►
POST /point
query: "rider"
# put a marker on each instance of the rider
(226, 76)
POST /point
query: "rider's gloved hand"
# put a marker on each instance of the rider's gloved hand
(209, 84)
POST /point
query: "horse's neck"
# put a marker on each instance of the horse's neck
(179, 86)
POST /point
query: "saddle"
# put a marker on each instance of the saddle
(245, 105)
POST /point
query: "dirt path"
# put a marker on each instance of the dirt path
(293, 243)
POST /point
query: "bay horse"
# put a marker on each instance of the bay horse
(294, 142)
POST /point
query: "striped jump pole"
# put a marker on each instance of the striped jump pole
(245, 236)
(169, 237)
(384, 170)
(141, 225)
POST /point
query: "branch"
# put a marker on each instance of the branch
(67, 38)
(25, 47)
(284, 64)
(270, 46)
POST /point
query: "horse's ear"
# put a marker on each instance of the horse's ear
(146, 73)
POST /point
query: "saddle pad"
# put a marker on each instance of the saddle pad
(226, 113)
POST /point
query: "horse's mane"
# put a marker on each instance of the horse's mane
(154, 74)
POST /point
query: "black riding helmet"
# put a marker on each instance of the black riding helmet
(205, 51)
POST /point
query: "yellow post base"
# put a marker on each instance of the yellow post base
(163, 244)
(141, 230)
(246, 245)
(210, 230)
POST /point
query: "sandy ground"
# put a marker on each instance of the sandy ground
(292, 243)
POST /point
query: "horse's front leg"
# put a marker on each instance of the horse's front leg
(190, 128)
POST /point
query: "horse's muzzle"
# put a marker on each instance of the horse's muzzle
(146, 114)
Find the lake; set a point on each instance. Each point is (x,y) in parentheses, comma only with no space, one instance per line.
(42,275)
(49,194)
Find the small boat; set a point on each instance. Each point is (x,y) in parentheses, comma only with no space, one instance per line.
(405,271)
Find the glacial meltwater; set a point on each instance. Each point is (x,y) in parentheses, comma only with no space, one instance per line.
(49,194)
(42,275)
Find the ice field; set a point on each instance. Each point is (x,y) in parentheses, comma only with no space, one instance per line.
◄
→ **WHAT IS EXPECTED**
Restate, word for word, the final stretch of the entries above: the line containing "# put a marker on each instance of the sandy" and every line after it, up to and including the last.

→ **FINISHED TASK**
# put a marker on each instance of the sandy ground
(292, 243)
POST /point
query: "horse's front leg"
# put a marker on each instance of the horse's front leg
(190, 128)
POST /point
query: "horse's muzzle"
# put a marker on each instance of the horse's muzzle
(146, 114)
Find the lake; set a point on each instance. Each point is (x,y) in parentheses, comma only with no space, one instance per line.
(42,275)
(49,194)
Find the small boat; set a point on each instance. Each point is (x,y) in parentheses, comma only with no space, one instance per line.
(405,271)
Find the glacial meltwater; set a point on each instance. Each point is (x,y) in parentheses, comma only with no space, one instance per line.
(49,194)
(42,275)
Find the ice field; set a point on each instance. Each point is (x,y) in parentheses, comma only with no space, one instance per line.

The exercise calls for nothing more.